# EXERCISE DETAILS:
Tally the lines of the entries below that hold the word "dark", and please give only the total.

────────────────

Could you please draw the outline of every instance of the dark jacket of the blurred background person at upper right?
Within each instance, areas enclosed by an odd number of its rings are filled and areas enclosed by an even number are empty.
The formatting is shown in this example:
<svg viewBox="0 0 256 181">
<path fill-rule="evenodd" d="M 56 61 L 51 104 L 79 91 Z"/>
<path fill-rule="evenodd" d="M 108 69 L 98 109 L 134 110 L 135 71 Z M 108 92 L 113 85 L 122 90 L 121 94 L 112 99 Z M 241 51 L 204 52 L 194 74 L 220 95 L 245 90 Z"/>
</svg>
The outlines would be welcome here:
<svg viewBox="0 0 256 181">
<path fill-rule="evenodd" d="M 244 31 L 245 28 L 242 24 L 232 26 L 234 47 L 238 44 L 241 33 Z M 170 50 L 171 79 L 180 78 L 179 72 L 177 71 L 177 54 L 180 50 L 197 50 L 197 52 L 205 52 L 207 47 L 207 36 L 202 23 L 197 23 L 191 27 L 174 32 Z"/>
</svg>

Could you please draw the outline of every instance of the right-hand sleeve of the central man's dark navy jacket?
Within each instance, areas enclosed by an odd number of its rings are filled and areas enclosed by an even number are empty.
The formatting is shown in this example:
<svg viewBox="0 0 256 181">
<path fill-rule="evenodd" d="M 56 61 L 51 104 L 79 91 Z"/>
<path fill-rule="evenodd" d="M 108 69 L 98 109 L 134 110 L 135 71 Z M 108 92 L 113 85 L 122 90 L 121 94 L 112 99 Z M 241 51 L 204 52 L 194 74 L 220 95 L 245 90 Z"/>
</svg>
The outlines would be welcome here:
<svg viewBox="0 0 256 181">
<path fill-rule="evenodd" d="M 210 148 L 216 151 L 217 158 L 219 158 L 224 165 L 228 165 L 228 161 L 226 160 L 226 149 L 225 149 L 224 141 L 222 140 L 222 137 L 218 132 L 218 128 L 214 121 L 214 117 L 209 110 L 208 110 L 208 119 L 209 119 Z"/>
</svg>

────────────────

# RESULT:
2